-- SET EXERCISE --
Look for "Confirm that each instance of the soldier" in the records below, then copy that line and every line after it, exactly and with nothing added.

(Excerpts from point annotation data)
☆ ☆ ☆ ☆ ☆ ☆ ☆

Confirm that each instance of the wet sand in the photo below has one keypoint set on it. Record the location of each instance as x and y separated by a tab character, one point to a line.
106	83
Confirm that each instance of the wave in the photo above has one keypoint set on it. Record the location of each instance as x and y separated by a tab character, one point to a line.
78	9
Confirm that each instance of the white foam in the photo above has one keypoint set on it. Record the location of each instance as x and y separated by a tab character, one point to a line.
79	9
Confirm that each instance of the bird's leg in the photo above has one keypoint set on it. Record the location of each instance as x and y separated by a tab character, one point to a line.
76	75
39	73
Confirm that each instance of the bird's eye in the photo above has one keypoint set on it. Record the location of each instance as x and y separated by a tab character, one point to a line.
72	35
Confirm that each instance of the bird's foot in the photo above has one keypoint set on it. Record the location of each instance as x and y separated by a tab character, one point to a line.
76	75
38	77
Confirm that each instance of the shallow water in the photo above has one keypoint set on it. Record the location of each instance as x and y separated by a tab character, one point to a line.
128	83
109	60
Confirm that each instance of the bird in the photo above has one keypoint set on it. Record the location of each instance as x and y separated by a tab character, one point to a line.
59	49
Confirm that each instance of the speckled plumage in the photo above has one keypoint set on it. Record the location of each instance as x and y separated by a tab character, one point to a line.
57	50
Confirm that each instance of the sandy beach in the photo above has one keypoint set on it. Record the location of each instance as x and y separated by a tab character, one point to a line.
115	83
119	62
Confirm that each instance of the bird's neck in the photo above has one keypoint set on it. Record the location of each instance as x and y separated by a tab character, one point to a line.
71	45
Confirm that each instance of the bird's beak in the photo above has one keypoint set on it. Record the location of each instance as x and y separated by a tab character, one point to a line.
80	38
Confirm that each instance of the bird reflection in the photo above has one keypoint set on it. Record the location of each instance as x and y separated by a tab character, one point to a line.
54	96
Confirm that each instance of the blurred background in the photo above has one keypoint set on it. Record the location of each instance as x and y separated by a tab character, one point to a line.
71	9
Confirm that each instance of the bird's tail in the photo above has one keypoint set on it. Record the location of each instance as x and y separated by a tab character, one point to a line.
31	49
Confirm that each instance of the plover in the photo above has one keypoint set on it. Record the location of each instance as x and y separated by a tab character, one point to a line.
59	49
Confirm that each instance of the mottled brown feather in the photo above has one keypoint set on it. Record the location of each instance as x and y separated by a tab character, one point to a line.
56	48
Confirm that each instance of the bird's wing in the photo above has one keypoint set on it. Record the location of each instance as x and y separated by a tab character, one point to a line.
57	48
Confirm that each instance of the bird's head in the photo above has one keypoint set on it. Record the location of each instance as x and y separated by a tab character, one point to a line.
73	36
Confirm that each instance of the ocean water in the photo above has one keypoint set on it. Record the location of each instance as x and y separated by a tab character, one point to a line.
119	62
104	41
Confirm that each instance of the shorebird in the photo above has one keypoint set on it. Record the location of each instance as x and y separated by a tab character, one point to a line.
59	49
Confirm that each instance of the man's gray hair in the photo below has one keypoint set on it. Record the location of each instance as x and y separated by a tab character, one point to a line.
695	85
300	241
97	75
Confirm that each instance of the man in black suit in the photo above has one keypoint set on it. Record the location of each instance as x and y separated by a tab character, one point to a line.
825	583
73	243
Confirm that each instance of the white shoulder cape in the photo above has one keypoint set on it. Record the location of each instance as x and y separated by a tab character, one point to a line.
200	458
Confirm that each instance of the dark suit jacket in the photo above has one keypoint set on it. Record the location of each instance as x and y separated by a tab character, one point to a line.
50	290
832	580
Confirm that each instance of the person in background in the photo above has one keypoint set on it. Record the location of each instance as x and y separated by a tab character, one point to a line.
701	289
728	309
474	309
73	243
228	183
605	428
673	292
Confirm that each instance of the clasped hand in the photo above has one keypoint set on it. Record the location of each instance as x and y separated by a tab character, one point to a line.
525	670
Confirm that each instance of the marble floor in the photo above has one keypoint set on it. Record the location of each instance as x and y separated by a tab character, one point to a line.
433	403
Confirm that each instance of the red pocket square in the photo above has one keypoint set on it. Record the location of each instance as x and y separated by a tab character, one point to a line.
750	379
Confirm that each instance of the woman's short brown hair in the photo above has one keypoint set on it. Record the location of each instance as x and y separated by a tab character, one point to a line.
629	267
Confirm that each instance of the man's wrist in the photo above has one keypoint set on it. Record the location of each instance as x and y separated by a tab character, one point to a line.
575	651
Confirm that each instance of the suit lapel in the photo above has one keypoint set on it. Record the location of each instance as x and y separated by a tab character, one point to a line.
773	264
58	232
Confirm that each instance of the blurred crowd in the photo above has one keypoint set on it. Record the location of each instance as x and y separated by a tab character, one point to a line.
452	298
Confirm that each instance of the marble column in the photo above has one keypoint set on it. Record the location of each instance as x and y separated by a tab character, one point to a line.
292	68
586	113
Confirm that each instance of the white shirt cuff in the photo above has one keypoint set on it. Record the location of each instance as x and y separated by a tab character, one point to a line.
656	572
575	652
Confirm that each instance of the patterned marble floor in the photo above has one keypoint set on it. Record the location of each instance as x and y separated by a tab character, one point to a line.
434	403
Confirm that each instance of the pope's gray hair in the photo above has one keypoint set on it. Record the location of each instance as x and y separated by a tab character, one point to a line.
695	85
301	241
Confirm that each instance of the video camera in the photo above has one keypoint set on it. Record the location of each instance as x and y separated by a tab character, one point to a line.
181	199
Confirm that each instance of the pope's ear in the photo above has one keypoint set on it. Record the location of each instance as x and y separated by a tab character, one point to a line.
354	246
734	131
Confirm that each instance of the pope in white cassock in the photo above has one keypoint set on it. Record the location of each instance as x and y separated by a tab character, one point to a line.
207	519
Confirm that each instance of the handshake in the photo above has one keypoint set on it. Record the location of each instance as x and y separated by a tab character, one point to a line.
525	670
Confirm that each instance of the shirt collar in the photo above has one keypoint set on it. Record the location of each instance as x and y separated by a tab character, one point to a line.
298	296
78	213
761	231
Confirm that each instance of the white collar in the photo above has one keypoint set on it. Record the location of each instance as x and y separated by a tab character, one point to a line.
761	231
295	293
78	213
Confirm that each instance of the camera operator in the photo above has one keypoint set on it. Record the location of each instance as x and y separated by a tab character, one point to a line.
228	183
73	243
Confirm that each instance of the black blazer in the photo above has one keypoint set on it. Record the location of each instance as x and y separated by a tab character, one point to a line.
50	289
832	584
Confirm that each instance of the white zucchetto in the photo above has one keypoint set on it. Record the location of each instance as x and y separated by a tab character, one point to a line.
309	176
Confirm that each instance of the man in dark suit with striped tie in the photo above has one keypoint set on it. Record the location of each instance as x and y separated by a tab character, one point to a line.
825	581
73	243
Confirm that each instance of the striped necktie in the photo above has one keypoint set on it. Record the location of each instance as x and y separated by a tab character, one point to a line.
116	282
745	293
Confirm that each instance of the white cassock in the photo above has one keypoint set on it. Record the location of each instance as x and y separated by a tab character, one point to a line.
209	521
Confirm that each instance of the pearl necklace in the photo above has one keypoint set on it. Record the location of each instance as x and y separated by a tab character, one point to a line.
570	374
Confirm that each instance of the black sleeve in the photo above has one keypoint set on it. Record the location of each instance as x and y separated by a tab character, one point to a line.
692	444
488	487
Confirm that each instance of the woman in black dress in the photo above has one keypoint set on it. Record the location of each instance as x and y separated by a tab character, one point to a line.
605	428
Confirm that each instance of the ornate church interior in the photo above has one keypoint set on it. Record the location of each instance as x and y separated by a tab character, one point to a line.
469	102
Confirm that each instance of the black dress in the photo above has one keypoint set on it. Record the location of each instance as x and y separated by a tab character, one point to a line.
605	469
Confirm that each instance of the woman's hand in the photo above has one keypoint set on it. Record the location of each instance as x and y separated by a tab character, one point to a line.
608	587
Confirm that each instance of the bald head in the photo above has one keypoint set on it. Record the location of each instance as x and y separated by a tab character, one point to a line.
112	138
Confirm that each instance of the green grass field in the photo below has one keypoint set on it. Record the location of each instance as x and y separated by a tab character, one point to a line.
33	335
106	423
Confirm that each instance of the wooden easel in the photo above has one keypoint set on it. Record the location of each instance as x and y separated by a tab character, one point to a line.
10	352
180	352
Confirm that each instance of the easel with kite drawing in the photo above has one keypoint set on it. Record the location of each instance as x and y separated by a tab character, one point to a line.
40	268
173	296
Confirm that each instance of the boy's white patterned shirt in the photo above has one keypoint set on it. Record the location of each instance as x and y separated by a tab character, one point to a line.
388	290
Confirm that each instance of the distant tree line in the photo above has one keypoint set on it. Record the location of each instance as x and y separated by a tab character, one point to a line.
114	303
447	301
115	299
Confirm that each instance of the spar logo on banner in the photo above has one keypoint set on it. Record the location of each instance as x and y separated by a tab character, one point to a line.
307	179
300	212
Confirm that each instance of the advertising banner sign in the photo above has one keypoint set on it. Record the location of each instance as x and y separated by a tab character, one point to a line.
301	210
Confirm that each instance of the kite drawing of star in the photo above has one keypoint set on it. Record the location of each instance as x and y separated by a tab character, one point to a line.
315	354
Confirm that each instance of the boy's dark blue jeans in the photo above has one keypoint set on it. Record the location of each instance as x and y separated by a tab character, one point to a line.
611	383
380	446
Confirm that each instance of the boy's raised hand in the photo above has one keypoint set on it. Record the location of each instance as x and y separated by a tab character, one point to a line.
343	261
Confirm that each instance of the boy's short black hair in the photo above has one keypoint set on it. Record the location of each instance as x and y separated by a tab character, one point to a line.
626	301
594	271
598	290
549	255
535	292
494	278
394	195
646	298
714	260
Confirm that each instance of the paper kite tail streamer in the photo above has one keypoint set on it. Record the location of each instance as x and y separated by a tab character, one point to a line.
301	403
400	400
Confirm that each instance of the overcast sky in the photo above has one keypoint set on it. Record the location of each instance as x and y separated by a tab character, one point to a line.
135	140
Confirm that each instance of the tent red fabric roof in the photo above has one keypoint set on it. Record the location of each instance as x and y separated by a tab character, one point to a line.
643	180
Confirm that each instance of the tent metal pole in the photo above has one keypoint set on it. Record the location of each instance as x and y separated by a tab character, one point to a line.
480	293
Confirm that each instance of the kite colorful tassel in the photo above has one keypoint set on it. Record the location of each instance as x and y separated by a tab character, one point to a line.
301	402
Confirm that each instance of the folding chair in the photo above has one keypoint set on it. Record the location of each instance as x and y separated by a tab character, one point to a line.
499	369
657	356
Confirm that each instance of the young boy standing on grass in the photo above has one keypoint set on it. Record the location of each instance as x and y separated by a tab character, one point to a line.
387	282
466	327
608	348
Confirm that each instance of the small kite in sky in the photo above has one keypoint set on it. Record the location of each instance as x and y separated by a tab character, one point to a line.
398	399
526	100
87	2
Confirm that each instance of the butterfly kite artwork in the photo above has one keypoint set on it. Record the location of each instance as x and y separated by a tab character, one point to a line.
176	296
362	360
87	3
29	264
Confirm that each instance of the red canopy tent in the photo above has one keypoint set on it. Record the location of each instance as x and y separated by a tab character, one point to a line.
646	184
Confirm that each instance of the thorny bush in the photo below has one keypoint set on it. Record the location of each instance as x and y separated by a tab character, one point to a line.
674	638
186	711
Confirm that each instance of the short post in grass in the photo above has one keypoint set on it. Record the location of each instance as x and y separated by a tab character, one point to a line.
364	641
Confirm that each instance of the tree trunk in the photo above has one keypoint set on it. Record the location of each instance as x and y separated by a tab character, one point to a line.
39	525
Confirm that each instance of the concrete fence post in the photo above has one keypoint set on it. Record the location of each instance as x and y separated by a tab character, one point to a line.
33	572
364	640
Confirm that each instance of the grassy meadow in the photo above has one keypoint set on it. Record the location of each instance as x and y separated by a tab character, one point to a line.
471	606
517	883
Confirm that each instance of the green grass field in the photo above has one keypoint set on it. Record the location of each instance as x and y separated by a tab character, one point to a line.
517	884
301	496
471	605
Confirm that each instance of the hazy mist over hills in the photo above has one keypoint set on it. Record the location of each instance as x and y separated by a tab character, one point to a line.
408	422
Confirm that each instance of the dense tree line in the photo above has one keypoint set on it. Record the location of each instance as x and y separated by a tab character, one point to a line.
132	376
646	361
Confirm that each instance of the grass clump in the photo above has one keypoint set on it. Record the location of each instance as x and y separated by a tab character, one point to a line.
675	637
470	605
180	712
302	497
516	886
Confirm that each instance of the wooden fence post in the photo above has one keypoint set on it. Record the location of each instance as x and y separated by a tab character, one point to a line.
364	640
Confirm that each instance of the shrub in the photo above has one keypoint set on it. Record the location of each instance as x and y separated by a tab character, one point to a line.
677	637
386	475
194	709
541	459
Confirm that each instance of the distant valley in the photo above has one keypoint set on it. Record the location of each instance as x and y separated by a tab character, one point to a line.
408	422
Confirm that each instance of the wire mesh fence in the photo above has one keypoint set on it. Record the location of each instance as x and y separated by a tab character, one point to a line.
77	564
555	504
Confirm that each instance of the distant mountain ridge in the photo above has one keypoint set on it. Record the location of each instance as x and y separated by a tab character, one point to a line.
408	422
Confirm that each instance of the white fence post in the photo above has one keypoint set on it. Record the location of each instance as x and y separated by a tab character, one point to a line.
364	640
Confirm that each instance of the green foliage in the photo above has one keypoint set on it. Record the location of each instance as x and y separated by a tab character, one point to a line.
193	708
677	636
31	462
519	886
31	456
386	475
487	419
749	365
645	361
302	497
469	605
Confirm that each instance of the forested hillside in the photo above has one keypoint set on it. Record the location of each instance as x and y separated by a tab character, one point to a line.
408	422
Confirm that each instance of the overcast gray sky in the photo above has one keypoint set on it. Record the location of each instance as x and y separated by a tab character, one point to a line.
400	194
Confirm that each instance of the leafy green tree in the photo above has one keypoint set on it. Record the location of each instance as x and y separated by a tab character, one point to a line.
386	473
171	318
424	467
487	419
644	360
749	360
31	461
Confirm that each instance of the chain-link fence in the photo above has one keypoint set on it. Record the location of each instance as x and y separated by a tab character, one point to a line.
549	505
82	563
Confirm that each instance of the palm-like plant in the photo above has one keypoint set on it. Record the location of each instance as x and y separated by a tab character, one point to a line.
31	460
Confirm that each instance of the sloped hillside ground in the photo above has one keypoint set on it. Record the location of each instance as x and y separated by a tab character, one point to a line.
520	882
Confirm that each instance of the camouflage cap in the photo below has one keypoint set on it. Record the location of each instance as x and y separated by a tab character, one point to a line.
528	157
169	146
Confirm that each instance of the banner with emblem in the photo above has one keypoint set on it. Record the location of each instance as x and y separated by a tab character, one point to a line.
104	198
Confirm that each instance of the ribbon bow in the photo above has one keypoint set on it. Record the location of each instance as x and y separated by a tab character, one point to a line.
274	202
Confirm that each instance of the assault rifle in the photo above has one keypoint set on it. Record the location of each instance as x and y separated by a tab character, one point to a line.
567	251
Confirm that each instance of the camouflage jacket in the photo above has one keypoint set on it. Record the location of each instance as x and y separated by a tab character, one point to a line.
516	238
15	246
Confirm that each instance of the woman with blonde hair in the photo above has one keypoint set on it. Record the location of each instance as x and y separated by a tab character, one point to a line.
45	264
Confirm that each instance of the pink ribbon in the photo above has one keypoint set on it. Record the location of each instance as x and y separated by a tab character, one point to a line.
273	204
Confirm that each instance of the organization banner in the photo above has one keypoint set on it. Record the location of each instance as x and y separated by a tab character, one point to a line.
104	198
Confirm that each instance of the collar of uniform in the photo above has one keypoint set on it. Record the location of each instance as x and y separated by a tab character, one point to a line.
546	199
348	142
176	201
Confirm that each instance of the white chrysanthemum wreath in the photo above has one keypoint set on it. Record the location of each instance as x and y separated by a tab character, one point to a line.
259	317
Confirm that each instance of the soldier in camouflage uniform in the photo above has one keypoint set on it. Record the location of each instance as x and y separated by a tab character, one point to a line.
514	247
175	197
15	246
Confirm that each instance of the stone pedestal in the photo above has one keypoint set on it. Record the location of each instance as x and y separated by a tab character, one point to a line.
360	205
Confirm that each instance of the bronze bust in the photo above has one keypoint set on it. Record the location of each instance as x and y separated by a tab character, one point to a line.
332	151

☆ ☆ ☆ ☆ ☆ ☆ ☆

-- OUTPUT OF THE TASK --
Confirm that each instance of the soldier in camouflage uniform in the photo above has one keypoint set on it. Record the location of each instance as x and y separated by a tab character, one point to a line.
514	247
175	197
15	246
Confirm that each instance of the stone pedestal in the photo above has one keypoint set on it. Record the location of each instance as x and y separated by a tab character, one point to a line.
360	205
Confirm that each instance of the bronze bust in the photo above has one keypoint set on it. Record the location of each instance as x and y separated by a tab character, one point to a line.
332	151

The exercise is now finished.